» **What the exercise asks**
Transcribe all the records exactly and omit any images they hold.

» **Source data**
★ ★ ★ ★ ★

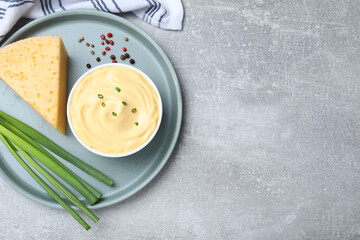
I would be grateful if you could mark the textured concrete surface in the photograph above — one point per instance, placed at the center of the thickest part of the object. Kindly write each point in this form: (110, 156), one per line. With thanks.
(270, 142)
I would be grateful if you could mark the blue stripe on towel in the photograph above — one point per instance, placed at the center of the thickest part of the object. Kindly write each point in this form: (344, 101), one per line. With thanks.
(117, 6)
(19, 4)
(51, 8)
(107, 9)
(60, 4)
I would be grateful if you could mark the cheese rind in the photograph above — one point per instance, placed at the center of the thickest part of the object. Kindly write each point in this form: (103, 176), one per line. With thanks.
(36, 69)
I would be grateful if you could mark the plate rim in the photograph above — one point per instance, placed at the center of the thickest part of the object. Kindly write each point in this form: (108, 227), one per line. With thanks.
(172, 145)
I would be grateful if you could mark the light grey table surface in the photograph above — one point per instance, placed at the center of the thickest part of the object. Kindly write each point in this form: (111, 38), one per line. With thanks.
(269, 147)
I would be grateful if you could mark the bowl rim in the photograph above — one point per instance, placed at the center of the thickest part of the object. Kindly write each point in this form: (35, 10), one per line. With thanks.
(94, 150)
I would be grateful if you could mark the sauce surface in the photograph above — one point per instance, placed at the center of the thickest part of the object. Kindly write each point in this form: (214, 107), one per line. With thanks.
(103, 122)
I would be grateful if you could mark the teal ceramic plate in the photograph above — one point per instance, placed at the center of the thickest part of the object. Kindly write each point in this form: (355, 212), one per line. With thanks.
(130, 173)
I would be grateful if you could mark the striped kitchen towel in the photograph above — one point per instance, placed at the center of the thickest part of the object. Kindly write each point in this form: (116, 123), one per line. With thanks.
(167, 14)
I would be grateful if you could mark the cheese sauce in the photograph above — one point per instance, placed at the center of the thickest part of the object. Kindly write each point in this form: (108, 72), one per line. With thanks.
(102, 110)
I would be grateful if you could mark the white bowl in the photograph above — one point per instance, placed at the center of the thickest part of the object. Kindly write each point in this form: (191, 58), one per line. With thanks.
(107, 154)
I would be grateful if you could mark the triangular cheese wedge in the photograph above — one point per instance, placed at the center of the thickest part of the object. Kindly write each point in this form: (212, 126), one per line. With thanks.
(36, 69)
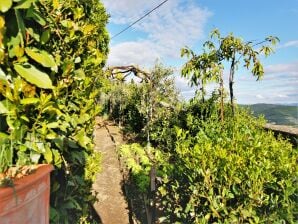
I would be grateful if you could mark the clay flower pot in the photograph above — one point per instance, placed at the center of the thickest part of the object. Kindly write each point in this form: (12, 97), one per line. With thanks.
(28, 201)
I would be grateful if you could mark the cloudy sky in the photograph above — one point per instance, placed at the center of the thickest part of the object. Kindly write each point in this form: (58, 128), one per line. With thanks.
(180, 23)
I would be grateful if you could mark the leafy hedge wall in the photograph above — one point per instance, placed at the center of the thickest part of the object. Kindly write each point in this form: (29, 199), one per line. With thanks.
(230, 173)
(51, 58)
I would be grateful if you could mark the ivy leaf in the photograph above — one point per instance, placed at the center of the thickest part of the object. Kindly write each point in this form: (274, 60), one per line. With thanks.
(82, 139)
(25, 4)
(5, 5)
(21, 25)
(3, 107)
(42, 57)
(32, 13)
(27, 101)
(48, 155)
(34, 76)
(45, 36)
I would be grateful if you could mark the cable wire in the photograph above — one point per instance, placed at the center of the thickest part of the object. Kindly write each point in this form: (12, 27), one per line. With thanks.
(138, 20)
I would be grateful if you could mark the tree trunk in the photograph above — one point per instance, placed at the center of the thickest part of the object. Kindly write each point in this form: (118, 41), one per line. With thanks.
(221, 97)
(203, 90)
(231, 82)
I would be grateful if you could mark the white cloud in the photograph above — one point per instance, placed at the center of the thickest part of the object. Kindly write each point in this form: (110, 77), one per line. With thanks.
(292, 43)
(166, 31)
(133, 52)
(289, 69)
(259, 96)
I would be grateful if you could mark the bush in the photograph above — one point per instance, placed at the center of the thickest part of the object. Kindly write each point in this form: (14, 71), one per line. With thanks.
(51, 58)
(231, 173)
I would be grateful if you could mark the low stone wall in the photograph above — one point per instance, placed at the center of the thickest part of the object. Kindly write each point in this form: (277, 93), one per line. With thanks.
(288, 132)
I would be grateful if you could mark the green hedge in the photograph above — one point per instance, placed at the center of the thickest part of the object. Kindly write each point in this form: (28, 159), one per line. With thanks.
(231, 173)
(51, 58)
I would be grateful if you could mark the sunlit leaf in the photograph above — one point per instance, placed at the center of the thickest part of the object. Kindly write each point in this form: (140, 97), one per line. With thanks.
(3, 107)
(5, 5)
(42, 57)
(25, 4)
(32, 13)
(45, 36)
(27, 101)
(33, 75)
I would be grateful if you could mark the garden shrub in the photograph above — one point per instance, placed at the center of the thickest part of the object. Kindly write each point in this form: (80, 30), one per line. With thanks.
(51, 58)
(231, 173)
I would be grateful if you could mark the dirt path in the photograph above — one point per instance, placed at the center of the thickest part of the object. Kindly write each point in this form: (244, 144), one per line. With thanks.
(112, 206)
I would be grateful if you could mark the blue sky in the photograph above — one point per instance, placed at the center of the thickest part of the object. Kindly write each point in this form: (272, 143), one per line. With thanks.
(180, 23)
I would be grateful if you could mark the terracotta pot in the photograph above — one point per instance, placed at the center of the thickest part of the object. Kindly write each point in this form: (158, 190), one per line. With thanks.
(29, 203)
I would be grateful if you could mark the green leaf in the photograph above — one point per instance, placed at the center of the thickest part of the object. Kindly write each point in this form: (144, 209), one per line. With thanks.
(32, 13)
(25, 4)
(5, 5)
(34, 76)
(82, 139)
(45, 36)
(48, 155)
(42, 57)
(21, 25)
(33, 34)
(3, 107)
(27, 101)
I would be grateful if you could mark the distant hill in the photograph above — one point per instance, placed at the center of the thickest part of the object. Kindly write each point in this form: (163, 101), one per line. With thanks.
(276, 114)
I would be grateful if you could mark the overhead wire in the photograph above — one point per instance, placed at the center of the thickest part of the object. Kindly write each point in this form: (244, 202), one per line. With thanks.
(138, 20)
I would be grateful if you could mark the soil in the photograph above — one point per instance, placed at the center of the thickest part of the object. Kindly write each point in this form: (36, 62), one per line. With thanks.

★ ★ ★ ★ ★

» **Written solution**
I would be grateful if you could mark the textured concrete surface in the photograph above — one point per instance, placed at the center of the thickest part of the object. Kindly write each point in this form: (110, 156), one per line. With thanks.
(270, 142)
I would be grateful if you could mark the blue stripe on towel in the photograph above — one point per instance, placed at the center of the thickest part of the object. Kindly write each point in this form: (344, 101), one per line. With thanks.
(117, 6)
(19, 4)
(51, 8)
(107, 9)
(60, 4)
I would be grateful if you could mark the cheese rind in the photograph above — one point per instance, placed at the center of the thickest part of the object. Kindly write each point in this form: (103, 176), one per line. With thanks.
(36, 69)
I would be grateful if you could mark the plate rim in the photograph above — one point per instance, placed at the center of the thickest part of the object. Kindly write each point in this form: (108, 227), one per line. With thanks.
(172, 145)
I would be grateful if you could mark the light grey table surface in the photograph above — one point per instance, placed at the center of the thickest part of the object. Kindly write each point in this form: (111, 38), one per line. With thanks.
(269, 147)
I would be grateful if you could mark the bowl rim in the photograph above — one point per instance, placed at the center of the thickest part of the object. Kindly write each point in this form: (35, 10), one per line. With thanks.
(94, 150)
I would be grateful if you could mark the sauce surface in the photograph above — one point per instance, placed at the center of the thickest part of the object. Kindly write each point in this form: (214, 107), one per line. With thanks.
(103, 122)
I would be grateful if you could mark the teal ceramic plate in the photograph above — one point per instance, placed at the center of the thickest part of the object. Kindly write each point in this form: (355, 212), one per line. With thanks.
(130, 173)
I would be grateful if you could mark the striped kitchen towel in the photograph above — one point per instance, placed at the center of the thickest part of the object. Kindly write each point in this form: (116, 123), one per line. With thanks.
(167, 14)
I would be grateful if you could mark the cheese sauce in the photograph above — one point per instance, placed at the center of the thickest part of the object. Kindly write each point in this form: (108, 72), one per line. With thanks.
(102, 110)
I would be grateful if you could mark the white bowl in the photograph above — one point per instance, placed at the center of the thickest part of the object. Kindly write each point in this form: (191, 58), one per line. With thanks.
(107, 154)
I would be grateful if you could mark the triangular cheese wedge in the photograph above — one point per instance, placed at the center of the thickest part of the object. Kindly write each point in this form: (212, 126), one per line. With thanks.
(36, 69)
I would be grateful if you could mark the clay flower pot in the photograph above — one point per instance, placed at the center of the thickest part of the object. Kindly write each point in this form: (12, 97), one per line. With thanks.
(28, 201)
I would be grateful if you could mark the cloudy sky in the photograph above — one point per instance, placed at the center of the thickest part of the object. Kindly write each point in this form: (58, 128), one per line. With thanks.
(180, 23)
I would be grateful if you could mark the leafy hedge wall in the photograph above — one point per instance, placed at the center of the thickest part of the object. Kindly write each point in this form: (29, 199), one per line. With thanks.
(230, 173)
(51, 58)
I would be grateful if you could mark the ivy leaf in the photograph above — one point per instance, placed at the center of the thickest part of the object. Kindly write each point in this form: (274, 60), one per line. With thanks.
(82, 139)
(25, 4)
(5, 5)
(21, 25)
(3, 107)
(42, 57)
(32, 13)
(27, 101)
(48, 155)
(34, 76)
(45, 36)
I would be grateful if you could mark the cable wire in the photograph above — one point per instance, placed at the center of the thickest part of the object. Kindly write each point in this form: (12, 27), one per line. With thanks.
(138, 20)
I would be grateful if you could mark the tree trunk in the photograph above — one point per instance, placed at the center of the thickest part of the object. Kindly write each point in this form: (118, 41), one per line. With thanks.
(221, 97)
(203, 90)
(231, 82)
I would be grateful if you could mark the white cloud in the photograph above — one point per instance, placed at the center of the thickest part of the object. Kindly write each point in this form: (110, 77), one per line. With thanks.
(292, 43)
(166, 31)
(133, 52)
(289, 69)
(259, 96)
I would be grateful if you could mark the bush in the photograph above — one point per instance, placed at the center of the thickest part of the object. Kindly write each point in this form: (14, 71), one per line. With thanks.
(51, 58)
(231, 173)
I would be grateful if you could mark the low stone wall in the photograph above — one point per instance, placed at the center of the thickest part of the object. Kindly write each point in this form: (277, 93), one per line. With thanks.
(288, 132)
I would be grateful if you could mark the green hedge in the photograph above — one point per instance, placed at the center of the thickest part of the object. Kindly write each point in this form: (28, 159), one per line. With thanks.
(231, 173)
(51, 58)
I would be grateful if you could mark the sunlit leaf in the photograph above — one point per instance, placed at the center of the thickest part of the object. Kindly write each point in this form: (140, 97), one per line. With thanks.
(3, 107)
(5, 5)
(42, 57)
(25, 4)
(32, 13)
(45, 36)
(27, 101)
(33, 75)
I would be grateful if you could mark the garden shrub in the photograph above — one point per instance, placed at the center of the thickest part of the object. Kindly write each point in this form: (80, 30), one per line. With thanks.
(51, 58)
(231, 173)
I would be grateful if you could mark the dirt path in the photograph above — one point per instance, placed at the center of the thickest part of the object. Kindly write each point in this form: (244, 144), one per line. With thanks.
(112, 206)
I would be grateful if you could mark the blue sky in the photograph above — one point per instance, placed at the center of the thickest part of the object. Kindly write each point in this form: (272, 143), one per line. With thanks.
(180, 23)
I would be grateful if you could mark the terracotta pot in the photograph above — one point per instance, placed at the center of the thickest part of the object. Kindly write each point in this form: (158, 190), one per line. With thanks.
(29, 203)
I would be grateful if you could mark the green leaf in the photograph above — one point per instance, placed at the center of the thickest part of the object. Kindly write each point in this form: (144, 209), one per line. With thanks.
(32, 13)
(25, 4)
(5, 5)
(34, 76)
(82, 139)
(45, 36)
(48, 155)
(42, 57)
(21, 25)
(33, 34)
(3, 107)
(27, 101)
I would be grateful if you could mark the distant hill in the photograph above — one point per instance, placed at the center of the thickest part of the object. Kindly write each point in this form: (163, 101), one per line. With thanks.
(276, 114)
I would be grateful if you could mark the overhead wire in the photograph above — one point per instance, placed at the center of the thickest part of the object. Kindly write each point in this form: (244, 202), one per line. With thanks.
(138, 20)
I would be grateful if you could mark the soil in the photograph above — one point per instance, placed at the center of the thickest part of the object. Kindly write each point in this form: (36, 62), one per line. With thanks.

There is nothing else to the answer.